> [EXCERPT]
## BEGIN

1950 United States elections
- Election day: November 7
- Incumbent president: ▌Harry S. Truman (D)
- Next Congress: 82nd

Senate elections
- Overall control: Democratic hold
- Seats contested: 36 of 96 seats (32 Class 3 seats + 6 special elections)
- Net seat change: Republican +5
- 1950 Senate election results Democratic gain Democratic hold Republican gain Republican hold

House elections
- Overall control: Democratic hold
- Seats contested: All 435 voting seats
- Popular vote margin: Democratic +0.7%
- Net seat change: Republican +28

Gubernatorial elections
- Seats contested: 33
- Net seat change: Republican +6
- 1950 gubernatorial election results Democratic hold Republican gain Republican hold

= 1950 United States elections =

Elections were held on November 7, 1950, and elected the members of the 82nd United States Congress. The election took place during the Korean War, during Democratic President Harry S. Truman's second (only full) term. The Democrats lost twenty-eight seats to the Republican Party in the House of Representatives. The Democrats also lost five seats in the U.S. Senate to the Republicans. The defeat of the Labor Party congressman Vito Marcantonio left the
third parties without representation in Congress for the first time since 1908.

## END

> [STORED RECORDS]
## BEGIN

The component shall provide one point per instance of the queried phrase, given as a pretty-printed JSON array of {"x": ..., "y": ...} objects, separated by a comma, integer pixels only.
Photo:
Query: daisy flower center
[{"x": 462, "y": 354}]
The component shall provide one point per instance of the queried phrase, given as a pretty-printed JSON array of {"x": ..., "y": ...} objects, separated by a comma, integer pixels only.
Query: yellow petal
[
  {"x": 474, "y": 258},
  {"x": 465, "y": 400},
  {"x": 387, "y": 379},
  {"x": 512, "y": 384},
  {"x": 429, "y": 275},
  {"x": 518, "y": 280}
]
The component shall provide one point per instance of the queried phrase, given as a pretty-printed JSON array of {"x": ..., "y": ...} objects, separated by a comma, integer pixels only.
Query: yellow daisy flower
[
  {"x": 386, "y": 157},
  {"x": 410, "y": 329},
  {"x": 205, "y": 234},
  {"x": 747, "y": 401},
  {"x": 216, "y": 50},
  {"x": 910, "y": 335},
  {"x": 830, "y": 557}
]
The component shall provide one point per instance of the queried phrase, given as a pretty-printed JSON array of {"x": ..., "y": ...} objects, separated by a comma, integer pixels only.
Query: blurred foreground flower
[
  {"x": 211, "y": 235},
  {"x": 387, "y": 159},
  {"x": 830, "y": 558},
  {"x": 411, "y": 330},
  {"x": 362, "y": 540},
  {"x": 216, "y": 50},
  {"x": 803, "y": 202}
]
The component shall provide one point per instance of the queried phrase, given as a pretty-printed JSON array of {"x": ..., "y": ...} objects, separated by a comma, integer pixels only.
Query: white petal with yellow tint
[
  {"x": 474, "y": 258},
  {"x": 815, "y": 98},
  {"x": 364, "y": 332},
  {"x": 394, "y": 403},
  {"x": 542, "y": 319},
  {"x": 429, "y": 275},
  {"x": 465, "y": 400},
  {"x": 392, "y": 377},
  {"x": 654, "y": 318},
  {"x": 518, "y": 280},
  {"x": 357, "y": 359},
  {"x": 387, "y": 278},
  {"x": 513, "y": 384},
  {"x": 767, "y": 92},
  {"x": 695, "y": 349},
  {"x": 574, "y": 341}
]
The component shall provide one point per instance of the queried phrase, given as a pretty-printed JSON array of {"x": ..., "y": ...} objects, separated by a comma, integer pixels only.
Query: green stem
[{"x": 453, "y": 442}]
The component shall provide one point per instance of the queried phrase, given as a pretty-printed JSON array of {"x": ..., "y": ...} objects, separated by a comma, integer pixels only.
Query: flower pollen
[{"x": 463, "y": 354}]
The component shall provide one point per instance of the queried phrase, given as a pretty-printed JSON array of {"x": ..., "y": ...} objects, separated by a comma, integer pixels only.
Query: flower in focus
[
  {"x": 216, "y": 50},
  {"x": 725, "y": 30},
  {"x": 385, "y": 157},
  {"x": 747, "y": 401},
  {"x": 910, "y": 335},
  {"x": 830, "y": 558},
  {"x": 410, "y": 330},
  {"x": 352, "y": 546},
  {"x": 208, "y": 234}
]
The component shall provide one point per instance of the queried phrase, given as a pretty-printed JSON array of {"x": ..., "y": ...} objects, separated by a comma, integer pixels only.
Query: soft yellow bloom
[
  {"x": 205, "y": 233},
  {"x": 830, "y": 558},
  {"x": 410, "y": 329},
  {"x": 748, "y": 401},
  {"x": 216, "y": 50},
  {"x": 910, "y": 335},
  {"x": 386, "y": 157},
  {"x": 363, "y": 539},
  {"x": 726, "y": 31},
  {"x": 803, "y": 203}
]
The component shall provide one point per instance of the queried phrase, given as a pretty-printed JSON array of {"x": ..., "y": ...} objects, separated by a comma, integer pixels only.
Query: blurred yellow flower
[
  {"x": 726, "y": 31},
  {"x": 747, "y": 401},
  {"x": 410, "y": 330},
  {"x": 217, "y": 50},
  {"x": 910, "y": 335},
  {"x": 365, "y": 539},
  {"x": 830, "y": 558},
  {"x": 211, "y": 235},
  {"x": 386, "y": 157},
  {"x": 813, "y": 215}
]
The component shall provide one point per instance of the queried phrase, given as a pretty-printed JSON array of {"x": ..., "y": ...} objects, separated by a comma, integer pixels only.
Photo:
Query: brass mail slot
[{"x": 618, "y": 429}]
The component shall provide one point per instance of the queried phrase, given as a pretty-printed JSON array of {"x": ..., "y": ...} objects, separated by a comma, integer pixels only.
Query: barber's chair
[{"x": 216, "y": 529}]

## END

> [GOAL OF THE EXERCISE] Continue the article on the 1950 United States elections from the point where it stops.

> [ANSWER BELOW]
Like his predecessor Franklin D. Roosevelt in 1938, Truman and the Democratic party managed to maintain control of both houses, defying the six-year itch phenomenon for the second time in a row. However, the election was still a defeat for Truman, as it strengthened the conservative coalition and ensured that none of Truman's Fair Deal policies would pass. Republicans also ran against Truman's prosecution of the Korean War, and the 82nd Congress subsequently conducted numerous investigations into the course of the war. The election set the stage for the presidency of Republican Dwight D. Eisenhower and the centre-right policies of the 1950s.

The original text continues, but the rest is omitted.